*GIVEN PASSAGE*.
※ ※ ※
Then if you go DCC,you don't need block control at all even with multiple trains running.


----------



## timlange3 (Jan 16, 2013)

Blocks are also useful for debugging electrical problems. You don't need switches to 'block' the railroad, terminal strips or even twist connectors can be used to isolate sections of the railroad.

Personally, I would not block a 2' x 15' if the plan is one train running with DC or using DCC.


----------



## Mavryk (Jan 28, 2013)

Good, that simplifies things. I won't bother "blocking" it then. Thanks for the help on this. I'm sure this won't be my last cry for help and all help is greatly appreciated.

Lorne


----------



## Mavryk (Jan 28, 2013)

Here's a diagram of what I have so far for my layout. Only half made, as you can see. Not sure how I want ther rest to look yet. Might extend the ladder out to the left a bit more. Once I have that down, I can order the track needed.










Tell me what you all think of it as far as functionality and all that. If anyone feels like adding to this design to make it more usefull, feel free. I'm open to ideas.

The industries will be located on the bottom and right of this layout (so far). Not sure what all the industries will be involved, but there WILL be a trucking company in there, as I work in that industry.

Thanks,
Lorne


----------
※ ※ ※
Please answer from the model railroad thread: besides switches, what can be used to isolate sections of the railroad? You won't need the listing for this.

*DATASET*.
※ ※ ※
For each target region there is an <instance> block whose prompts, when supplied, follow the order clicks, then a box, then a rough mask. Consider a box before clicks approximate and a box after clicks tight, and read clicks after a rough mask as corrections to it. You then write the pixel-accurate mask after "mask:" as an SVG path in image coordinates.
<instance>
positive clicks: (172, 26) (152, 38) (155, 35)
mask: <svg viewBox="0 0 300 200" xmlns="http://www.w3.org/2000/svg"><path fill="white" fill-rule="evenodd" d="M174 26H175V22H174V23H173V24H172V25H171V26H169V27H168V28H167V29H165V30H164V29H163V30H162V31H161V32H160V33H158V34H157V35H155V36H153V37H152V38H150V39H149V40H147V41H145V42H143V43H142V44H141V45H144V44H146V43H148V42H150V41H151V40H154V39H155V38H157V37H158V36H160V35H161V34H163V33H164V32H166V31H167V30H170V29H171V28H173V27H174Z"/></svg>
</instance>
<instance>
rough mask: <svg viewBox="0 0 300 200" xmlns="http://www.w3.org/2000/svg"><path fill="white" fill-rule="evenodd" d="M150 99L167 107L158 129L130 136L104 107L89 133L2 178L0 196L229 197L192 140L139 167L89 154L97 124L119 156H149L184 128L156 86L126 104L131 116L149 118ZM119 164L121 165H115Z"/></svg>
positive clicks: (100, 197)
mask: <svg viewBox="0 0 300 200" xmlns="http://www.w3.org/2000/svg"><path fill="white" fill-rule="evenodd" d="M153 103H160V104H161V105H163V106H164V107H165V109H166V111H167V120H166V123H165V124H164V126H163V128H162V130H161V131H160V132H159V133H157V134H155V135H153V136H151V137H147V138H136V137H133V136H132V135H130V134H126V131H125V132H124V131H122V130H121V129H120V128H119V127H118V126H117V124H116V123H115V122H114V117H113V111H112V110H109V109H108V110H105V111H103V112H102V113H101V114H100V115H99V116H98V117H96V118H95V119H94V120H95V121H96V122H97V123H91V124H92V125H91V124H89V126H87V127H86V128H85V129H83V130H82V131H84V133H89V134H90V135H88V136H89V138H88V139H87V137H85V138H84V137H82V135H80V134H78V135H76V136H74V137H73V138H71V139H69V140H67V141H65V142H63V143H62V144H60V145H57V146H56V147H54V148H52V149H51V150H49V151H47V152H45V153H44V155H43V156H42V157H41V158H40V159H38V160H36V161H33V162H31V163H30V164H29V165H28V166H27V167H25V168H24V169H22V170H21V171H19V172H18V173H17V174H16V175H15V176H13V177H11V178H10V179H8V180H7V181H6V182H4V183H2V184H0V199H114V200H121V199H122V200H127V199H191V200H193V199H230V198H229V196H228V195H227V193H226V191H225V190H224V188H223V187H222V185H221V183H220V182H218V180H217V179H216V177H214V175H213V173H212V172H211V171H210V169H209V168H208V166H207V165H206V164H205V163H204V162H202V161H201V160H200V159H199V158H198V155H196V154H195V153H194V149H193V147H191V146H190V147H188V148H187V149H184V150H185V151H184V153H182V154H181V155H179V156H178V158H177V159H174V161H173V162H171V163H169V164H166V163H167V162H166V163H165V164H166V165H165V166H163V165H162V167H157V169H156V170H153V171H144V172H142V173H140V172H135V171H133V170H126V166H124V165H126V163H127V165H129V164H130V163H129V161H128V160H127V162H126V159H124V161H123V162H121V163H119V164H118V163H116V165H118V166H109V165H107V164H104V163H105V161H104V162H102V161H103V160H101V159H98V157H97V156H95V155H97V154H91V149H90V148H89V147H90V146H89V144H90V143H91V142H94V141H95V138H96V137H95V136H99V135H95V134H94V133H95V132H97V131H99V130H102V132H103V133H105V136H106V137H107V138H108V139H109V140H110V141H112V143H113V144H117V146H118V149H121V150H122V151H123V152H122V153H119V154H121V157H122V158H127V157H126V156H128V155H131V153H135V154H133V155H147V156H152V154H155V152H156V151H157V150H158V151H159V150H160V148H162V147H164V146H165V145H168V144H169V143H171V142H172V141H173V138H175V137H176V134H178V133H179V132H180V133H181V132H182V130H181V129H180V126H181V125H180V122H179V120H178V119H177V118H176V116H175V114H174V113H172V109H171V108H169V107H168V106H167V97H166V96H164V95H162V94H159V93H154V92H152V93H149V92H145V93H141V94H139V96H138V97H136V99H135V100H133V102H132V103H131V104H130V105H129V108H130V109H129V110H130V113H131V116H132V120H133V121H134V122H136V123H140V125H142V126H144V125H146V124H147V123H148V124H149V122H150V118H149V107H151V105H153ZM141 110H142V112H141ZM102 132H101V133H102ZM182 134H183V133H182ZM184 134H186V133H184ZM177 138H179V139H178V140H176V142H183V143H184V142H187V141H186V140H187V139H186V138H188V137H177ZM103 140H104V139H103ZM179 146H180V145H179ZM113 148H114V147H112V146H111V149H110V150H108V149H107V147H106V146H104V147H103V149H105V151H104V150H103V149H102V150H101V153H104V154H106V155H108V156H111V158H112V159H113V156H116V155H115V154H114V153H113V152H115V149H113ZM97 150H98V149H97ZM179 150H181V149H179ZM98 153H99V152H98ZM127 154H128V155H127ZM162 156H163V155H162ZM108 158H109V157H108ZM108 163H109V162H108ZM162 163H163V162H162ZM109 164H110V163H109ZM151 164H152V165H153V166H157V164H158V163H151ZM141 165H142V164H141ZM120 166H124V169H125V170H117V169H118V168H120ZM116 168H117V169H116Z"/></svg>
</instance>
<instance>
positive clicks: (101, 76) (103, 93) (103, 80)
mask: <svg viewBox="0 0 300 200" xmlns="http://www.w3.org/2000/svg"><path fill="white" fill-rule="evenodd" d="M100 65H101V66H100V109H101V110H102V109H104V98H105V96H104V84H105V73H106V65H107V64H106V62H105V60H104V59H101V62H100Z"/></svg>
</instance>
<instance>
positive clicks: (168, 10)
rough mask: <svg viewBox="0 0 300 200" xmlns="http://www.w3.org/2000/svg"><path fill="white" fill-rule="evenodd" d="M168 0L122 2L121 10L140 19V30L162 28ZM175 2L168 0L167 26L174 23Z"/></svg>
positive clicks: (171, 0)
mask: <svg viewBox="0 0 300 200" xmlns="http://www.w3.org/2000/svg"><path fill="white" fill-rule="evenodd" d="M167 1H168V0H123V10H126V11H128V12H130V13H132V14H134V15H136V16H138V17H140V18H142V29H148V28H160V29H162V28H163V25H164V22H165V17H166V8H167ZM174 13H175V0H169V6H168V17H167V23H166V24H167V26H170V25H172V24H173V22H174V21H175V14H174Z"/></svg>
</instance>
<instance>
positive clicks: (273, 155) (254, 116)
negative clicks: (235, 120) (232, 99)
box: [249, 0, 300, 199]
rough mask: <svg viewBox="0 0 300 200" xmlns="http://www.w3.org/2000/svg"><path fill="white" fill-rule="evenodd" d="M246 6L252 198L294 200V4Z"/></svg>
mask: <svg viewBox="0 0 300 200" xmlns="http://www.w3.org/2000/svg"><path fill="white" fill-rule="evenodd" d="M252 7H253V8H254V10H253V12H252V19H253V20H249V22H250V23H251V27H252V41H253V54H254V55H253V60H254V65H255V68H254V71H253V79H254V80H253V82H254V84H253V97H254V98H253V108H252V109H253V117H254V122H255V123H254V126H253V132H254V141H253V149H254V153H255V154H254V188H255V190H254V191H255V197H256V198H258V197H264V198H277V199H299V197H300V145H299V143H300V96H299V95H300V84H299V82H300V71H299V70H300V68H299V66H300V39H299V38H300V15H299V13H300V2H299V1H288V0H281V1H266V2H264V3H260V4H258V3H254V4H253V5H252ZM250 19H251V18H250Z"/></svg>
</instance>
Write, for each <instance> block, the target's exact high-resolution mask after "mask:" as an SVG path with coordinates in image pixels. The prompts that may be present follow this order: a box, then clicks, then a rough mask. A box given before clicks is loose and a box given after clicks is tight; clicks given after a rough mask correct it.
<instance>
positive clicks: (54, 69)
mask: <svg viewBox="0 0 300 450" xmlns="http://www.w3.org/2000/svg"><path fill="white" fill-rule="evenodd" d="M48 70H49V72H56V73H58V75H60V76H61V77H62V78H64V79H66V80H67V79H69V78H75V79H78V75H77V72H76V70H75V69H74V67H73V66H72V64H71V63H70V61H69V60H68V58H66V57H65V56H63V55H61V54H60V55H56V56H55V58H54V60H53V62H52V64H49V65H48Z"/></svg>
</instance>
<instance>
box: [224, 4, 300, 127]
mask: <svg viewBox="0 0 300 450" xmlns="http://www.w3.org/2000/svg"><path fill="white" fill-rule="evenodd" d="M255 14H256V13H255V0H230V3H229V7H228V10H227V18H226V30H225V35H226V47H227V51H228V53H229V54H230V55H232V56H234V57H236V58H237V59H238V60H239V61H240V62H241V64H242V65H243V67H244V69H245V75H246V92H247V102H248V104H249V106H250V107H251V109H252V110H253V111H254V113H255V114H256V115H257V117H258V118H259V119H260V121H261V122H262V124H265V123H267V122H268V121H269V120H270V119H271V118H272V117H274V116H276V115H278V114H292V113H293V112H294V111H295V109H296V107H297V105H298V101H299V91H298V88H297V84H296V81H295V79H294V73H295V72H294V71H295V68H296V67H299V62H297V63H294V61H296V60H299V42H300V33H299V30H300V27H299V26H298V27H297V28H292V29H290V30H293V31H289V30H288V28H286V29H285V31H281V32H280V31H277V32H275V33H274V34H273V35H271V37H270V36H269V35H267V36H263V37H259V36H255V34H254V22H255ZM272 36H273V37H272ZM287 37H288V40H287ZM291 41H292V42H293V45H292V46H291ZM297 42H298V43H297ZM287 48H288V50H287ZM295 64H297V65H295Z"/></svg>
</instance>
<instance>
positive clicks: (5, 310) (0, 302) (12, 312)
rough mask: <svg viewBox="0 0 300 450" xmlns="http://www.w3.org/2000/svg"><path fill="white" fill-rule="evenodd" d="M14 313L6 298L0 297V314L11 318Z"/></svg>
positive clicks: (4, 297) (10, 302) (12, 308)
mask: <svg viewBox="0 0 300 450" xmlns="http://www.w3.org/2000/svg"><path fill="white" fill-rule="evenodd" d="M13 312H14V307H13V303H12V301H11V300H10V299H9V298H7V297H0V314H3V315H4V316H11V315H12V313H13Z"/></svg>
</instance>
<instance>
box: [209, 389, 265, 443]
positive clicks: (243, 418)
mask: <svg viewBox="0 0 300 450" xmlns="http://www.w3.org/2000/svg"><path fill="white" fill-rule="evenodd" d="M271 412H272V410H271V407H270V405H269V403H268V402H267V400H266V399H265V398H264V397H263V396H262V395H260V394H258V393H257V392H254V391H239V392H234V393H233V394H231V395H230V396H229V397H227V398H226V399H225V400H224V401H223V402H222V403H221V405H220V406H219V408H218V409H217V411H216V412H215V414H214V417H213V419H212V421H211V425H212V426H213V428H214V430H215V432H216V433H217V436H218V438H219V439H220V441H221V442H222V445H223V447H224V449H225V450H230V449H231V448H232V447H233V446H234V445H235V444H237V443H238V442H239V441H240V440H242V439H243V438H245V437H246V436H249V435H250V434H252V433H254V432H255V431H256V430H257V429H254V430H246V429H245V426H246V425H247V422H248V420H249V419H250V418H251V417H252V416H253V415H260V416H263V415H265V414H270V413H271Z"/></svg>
※ ※ ※
*RESPONSE*.
Terminal strips or twist connectors.